What is being asked
Copy out the lines between the one holding "of the clock" and the one holding "pixel 528 321", inclusive, requests and all, shifting each x and y coordinate in the answers up by 83. Leave every other line out.

Dataset records
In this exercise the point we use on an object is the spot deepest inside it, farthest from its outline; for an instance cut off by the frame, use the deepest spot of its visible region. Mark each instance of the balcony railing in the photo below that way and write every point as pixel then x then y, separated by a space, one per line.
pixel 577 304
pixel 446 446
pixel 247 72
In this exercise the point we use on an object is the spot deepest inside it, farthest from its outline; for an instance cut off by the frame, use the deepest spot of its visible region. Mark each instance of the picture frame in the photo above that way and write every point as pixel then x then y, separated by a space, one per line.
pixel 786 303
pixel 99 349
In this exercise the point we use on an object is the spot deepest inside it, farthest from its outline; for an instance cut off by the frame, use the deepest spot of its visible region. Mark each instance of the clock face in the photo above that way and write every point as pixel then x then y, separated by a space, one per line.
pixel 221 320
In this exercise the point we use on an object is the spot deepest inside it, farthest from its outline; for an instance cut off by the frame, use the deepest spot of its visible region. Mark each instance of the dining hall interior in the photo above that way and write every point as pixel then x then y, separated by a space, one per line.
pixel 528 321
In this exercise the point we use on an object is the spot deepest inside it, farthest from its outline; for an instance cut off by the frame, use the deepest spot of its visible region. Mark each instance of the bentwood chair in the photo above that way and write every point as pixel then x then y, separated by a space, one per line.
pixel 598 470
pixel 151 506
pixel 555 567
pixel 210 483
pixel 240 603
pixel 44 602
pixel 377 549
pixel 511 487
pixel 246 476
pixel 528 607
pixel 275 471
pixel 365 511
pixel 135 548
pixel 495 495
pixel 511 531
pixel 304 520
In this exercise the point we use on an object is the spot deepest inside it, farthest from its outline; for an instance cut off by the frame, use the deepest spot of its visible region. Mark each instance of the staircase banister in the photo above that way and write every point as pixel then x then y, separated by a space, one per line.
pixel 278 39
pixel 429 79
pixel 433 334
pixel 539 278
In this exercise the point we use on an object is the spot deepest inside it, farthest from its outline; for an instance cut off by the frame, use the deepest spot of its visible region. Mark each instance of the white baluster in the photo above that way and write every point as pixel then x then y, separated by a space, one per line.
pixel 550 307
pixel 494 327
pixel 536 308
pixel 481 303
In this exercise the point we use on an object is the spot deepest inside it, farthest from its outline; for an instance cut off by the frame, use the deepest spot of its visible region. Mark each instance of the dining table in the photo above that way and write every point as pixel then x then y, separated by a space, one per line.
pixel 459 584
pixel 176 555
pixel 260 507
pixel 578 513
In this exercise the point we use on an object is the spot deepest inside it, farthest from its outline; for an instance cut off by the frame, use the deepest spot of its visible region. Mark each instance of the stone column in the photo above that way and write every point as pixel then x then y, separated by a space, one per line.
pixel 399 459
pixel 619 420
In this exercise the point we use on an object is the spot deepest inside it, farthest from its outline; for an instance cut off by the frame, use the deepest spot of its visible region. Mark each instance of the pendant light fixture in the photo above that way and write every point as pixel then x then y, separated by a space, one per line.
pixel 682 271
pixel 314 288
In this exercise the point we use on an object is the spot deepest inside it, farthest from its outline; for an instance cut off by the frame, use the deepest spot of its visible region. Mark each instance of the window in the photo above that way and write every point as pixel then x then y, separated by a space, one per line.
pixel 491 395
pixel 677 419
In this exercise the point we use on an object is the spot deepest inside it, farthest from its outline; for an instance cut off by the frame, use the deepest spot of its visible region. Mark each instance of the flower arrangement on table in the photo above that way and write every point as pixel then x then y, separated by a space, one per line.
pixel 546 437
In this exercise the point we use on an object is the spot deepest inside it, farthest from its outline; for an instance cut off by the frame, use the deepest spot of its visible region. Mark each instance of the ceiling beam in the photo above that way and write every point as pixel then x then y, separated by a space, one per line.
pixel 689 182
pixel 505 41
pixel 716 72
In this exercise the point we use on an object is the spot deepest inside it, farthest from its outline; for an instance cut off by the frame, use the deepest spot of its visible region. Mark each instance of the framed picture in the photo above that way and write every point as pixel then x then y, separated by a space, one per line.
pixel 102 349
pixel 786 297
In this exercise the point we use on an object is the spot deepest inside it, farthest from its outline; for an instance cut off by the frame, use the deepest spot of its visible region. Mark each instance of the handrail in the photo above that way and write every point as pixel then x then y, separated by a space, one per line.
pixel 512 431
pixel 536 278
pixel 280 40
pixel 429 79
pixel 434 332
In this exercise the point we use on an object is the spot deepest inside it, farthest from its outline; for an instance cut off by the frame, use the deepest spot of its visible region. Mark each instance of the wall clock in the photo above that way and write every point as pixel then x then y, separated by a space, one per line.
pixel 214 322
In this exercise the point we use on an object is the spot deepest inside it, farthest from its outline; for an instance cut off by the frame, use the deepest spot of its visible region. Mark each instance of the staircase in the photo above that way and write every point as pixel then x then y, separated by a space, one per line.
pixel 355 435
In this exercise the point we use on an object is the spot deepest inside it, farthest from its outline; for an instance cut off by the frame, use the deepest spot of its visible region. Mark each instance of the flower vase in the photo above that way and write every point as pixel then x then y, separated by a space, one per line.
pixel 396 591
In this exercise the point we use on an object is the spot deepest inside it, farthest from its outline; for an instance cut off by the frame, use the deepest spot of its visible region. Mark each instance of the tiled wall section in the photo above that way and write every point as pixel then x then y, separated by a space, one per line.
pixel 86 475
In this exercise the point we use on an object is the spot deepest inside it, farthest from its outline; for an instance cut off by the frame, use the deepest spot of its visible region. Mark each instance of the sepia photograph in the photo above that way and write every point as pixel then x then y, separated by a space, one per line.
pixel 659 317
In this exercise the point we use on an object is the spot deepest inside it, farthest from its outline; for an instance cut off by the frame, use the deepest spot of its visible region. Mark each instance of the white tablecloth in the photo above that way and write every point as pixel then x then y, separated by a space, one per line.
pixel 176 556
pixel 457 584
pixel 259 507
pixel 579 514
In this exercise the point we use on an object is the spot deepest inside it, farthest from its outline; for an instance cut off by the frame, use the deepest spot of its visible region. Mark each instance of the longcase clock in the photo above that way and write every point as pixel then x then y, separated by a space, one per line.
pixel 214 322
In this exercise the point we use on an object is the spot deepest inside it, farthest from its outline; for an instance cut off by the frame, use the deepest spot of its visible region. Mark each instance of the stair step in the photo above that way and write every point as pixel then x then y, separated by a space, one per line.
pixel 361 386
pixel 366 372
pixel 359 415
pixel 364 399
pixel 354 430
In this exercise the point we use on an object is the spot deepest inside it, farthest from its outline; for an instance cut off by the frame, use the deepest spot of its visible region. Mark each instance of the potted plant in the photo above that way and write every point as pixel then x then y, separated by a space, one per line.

Task result
In this exercise the point we use on an object is the spot deepest inside it, farthest from its outline; for an instance cut off by the frame, use the deepest spot of its visible region. Mark each instance of the clock face in the photo above that way and write every point as pixel then x then y, separated by a space, one per line.
pixel 304 403
In this exercise the point we use on an object is the spot deepest inside it, farthest from its outline; for an instance cut off by the frame, use the deepest spot of its visible region. Mark each instance of the dining hall interior in the photo above that way and write every point as pixel then x then y, separated by a space, one per line.
pixel 611 404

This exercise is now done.